> _Task goal_
All of the data must be returned word for word.

(Data)

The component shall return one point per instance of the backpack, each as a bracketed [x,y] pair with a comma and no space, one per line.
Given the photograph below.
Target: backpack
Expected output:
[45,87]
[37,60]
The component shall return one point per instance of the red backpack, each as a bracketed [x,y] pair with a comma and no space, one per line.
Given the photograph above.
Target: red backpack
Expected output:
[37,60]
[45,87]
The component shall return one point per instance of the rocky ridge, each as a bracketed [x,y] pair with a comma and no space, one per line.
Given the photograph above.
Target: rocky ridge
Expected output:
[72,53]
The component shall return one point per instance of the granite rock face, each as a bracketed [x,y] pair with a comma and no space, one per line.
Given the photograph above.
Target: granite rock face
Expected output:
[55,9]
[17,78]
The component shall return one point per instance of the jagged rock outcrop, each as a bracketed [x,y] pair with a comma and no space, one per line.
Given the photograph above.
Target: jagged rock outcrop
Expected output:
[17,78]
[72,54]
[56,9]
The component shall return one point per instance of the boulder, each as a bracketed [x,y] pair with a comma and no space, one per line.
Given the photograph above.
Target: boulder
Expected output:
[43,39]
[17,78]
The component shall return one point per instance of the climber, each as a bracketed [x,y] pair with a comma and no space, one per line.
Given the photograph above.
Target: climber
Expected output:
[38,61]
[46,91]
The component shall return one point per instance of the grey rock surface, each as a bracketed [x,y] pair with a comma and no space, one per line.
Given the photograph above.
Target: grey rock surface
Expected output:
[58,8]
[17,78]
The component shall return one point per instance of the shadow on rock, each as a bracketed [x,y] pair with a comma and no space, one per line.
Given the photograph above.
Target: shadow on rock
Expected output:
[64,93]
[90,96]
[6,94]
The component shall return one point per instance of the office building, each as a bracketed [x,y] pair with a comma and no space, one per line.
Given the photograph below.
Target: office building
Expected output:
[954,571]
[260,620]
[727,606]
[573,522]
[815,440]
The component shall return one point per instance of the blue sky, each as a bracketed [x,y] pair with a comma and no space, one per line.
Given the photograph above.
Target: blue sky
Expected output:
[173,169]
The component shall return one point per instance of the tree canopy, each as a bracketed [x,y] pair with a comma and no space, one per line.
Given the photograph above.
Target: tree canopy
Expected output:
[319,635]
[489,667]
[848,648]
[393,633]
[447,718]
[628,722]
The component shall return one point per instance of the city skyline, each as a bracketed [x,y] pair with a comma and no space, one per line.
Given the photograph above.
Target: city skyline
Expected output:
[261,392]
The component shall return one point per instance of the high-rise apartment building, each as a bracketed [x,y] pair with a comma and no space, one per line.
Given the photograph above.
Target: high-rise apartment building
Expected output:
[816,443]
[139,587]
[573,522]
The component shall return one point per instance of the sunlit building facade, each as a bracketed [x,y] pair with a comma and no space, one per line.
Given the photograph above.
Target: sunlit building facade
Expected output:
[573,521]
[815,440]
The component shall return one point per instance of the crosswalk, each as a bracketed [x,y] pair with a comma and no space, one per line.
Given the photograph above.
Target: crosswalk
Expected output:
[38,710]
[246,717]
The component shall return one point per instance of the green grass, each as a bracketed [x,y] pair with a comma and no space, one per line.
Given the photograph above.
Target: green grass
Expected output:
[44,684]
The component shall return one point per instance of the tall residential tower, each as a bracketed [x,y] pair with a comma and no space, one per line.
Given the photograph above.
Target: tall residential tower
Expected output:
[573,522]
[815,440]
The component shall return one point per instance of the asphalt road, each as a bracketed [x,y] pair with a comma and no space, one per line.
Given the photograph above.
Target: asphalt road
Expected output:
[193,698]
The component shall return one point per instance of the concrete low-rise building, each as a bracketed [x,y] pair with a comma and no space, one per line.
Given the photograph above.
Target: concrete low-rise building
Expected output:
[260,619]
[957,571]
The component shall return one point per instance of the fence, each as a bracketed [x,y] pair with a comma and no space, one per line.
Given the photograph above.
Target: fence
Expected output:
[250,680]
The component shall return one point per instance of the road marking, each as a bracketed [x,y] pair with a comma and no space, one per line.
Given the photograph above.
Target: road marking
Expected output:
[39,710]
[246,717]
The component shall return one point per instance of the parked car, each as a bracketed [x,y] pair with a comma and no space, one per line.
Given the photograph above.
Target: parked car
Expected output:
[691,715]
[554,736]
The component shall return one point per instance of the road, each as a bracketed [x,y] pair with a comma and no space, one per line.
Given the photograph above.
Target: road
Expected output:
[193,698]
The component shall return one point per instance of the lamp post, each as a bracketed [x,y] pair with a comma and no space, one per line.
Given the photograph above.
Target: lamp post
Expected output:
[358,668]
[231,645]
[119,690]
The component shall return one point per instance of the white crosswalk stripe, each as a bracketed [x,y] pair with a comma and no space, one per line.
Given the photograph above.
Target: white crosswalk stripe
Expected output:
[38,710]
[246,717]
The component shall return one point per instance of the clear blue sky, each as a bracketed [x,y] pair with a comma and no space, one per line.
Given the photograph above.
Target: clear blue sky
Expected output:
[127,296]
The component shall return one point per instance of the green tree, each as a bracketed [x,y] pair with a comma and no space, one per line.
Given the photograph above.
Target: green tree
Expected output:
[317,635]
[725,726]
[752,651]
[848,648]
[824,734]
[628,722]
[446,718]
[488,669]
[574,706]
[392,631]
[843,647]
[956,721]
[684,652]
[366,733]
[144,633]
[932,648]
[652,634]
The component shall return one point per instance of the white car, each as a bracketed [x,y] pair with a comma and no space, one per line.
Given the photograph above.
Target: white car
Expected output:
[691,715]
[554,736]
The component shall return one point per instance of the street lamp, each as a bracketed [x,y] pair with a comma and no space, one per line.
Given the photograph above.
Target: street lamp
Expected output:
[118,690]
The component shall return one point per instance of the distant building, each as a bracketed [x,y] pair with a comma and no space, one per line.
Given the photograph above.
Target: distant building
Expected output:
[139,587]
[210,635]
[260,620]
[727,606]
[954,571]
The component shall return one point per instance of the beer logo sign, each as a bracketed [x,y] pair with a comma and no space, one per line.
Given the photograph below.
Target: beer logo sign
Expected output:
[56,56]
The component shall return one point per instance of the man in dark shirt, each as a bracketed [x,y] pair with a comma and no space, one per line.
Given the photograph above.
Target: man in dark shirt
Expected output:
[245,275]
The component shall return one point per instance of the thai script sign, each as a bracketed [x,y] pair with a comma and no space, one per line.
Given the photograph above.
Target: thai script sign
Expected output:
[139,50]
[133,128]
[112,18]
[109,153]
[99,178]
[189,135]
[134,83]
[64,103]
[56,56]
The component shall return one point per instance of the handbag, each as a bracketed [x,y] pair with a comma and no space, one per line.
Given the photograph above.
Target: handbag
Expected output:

(End Data)

> _Response_
The component shall return one point per instance of the backpack, each as a bracketed [x,y] pair with a comma and no space, one per line.
Given the photograph below.
Target: backpack
Expected output:
[45,87]
[37,60]
The component shall return one point per instance of the red backpack, each as a bracketed [x,y] pair with a comma and no space, one per line.
Given the photograph above.
Target: red backpack
Expected output:
[37,60]
[45,87]
The component shall return one point per instance of the rocky ridge, each as a bracketed [x,y] pair with a comma and no space, one per line.
Given the photograph above.
Target: rocky ridge
Expected output:
[72,53]
The component shall return one point per instance of the granite rock face, each as a bracketed [x,y] pair with a comma and no space, one per line.
Given the photograph above.
Target: granite rock face
Expected output:
[55,9]
[17,78]
The component shall return one point per instance of the jagged rock outcrop, each as a bracketed [x,y] pair with a comma and no space, one per line.
Given the photograph above.
Target: jagged rock outcrop
Expected output:
[17,78]
[72,54]
[56,9]
The component shall return one point per instance of the boulder, each as a bracketed [x,y] pair with a comma and no space, one per line.
Given the photograph above.
Target: boulder
Expected output:
[43,39]
[17,78]
The component shall return one point per instance of the climber, each as a bracketed [x,y] pair with a comma and no space, one per line.
Given the photograph above.
Target: climber
Expected output:
[38,61]
[46,91]
The component shall return one point per instance of the grey rock surface, each as a bracketed [x,y] pair with a comma and no space, one per line.
Given the photograph above.
Target: grey rock surface
Expected output:
[58,8]
[17,78]
The component shall return one point per instance of the shadow on rock, each as a bracketed [x,y] pair with a comma and no space, one per line.
Given the photograph above.
Target: shadow on rock
Expected output:
[64,93]
[90,96]
[6,94]
The component shall return one point per instance of the office building, each as a bracketed [x,y] pair with a comma and no space, one per line.
Given the photograph below.
Target: office building
Expected output:
[954,571]
[260,620]
[727,606]
[573,522]
[815,440]
The component shall return one point per instance of the blue sky, each as a bracketed [x,y] pair with a comma and no space, one per line.
Given the photograph above.
Target: blue sky
Expected output:
[173,169]
The component shall return one point per instance of the tree canopy, each as a bracketed [x,y] pair with a comma and no space, one per line.
Given the photograph above.
Target: tree canopy
Expected output:
[319,635]
[489,667]
[848,648]
[393,633]
[447,718]
[628,722]
The component shall return one point per instance of the city skyline, each as a bracketed [x,y] pair with a comma and no space, one per line.
Given the photograph above.
Target: city skyline
Expected output:
[261,392]
The component shall return one point per instance of the high-rise apartment building, each as a bracketed [x,y] pair with a comma and no space, one per line.
Given the photograph above.
Target: high-rise apartment building
Expected output:
[816,443]
[139,587]
[573,522]
The component shall return one point per instance of the sunlit building facade, each as a bracketed [x,y] pair with a comma and no space, one per line.
Given the photograph above.
Target: sunlit building facade
Expected output:
[573,521]
[815,440]
The component shall return one point per instance of the crosswalk, each as a bracketed [x,y] pair with a comma and no space, one per line.
Given the photograph above.
Target: crosswalk
Expected output:
[38,710]
[246,717]
The component shall return one point per instance of the green grass, each as a bracketed [x,y] pair with a comma and no space, one per line.
Given the photograph above.
Target: green grass
Expected output:
[44,684]
The component shall return one point per instance of the tall residential tower, each as a bracketed [x,y] pair with a comma and no space, one per line.
Given the photograph above.
Target: tall residential tower
Expected output:
[573,522]
[815,440]
The component shall return one point per instance of the asphalt road, each as a bracketed [x,y] pair with a comma and no space, one per line.
Given the photograph above.
Target: asphalt road
Expected output:
[193,698]
The component shall return one point per instance of the concrete low-rise building, each as a bracketed [x,y] pair with a comma and no space, one per line.
Given the photograph above.
Target: concrete low-rise building
Expected output:
[260,619]
[957,571]
The component shall return one point per instance of the fence, each as a bracketed [x,y] pair with a comma and no space, one per line.
Given the photograph above.
Target: fence
Expected output:
[250,680]
The component shall return one point per instance of the road marking, each as a bracketed [x,y] pair with a comma and no space, one per line.
Given the photograph above.
Target: road marking
Expected output:
[39,710]
[246,717]
The component shall return one point per instance of the parked car, each as a bracketed [x,y] pair with a comma and no space, one per line.
Given the photograph above.
Target: parked car
Expected output:
[691,715]
[554,736]
The component shall return one point per instance of the road, each as a bracketed [x,y] pair with a comma and no space, one per line.
Given the photograph above.
Target: road
Expected output:
[193,698]
The component shall return one point per instance of the lamp post, each as a bracketed [x,y] pair with a comma and no space, one per line.
Given the photograph above.
Target: lamp post
Expected output:
[358,668]
[231,645]
[119,690]
The component shall return one point per instance of the white crosswalk stripe, each as a bracketed [x,y] pair with a comma and no space, one per line.
Given the photograph above.
Target: white crosswalk stripe
Expected output:
[38,710]
[246,717]
The component shall return one point per instance of the clear blue sky, each as a bracketed [x,y] pair with a comma and no space, one per line.
Given the photograph above.
Target: clear blue sky
Expected output:
[127,296]
The component shall return one point per instance of the green tree, each as a bracketed [x,y] pair with a comma and no space, one per line.
Given the photograph above.
Target: green tree
Expected output:
[317,635]
[725,726]
[752,651]
[848,648]
[824,734]
[628,722]
[446,718]
[488,669]
[574,706]
[392,631]
[843,647]
[956,721]
[684,652]
[366,733]
[144,633]
[932,648]
[652,634]
The component shall return one point per instance of the white car, each as a bracketed [x,y] pair with a comma and no space, one per line.
Given the photograph above.
Target: white car
Expected output:
[691,715]
[554,736]
The component shall return one point per instance of the street lamp, each as a bracketed [x,y] pair with a comma and no space, one per line.
Given the photograph above.
Target: street lamp
Expected output:
[118,690]
The component shall return one point per instance of the distant building, each as a bracketed [x,y] pair with a comma and no space, one per line.
Given the photograph above.
Target: distant building
Expected output:
[139,587]
[210,635]
[260,620]
[727,606]
[954,571]
The component shall return one point per instance of the beer logo sign, each as a bracketed [x,y] pair with a comma and no space, one per line.
Given the photograph below.
Target: beer logo sign
Expected output:
[56,56]
The component shall return one point per instance of the man in dark shirt, each as a bracketed [x,y] pair with a comma and no space, one per line.
Given the photograph above.
Target: man in dark shirt
Expected output:
[245,275]
The component shall return one point per instance of the thai script sign, each as a bracketed [x,y] pair with a comma and no space, one per line.
Given the photograph above.
Target: thai script sign
Expected output:
[139,50]
[133,128]
[112,18]
[109,153]
[99,178]
[189,135]
[134,83]
[64,103]
[56,56]
The component shall return one point per instance of the handbag, each as a bracketed [x,y] pair with a comma and no space, one per line.
Given the photograph above.
Target: handbag
Expected output:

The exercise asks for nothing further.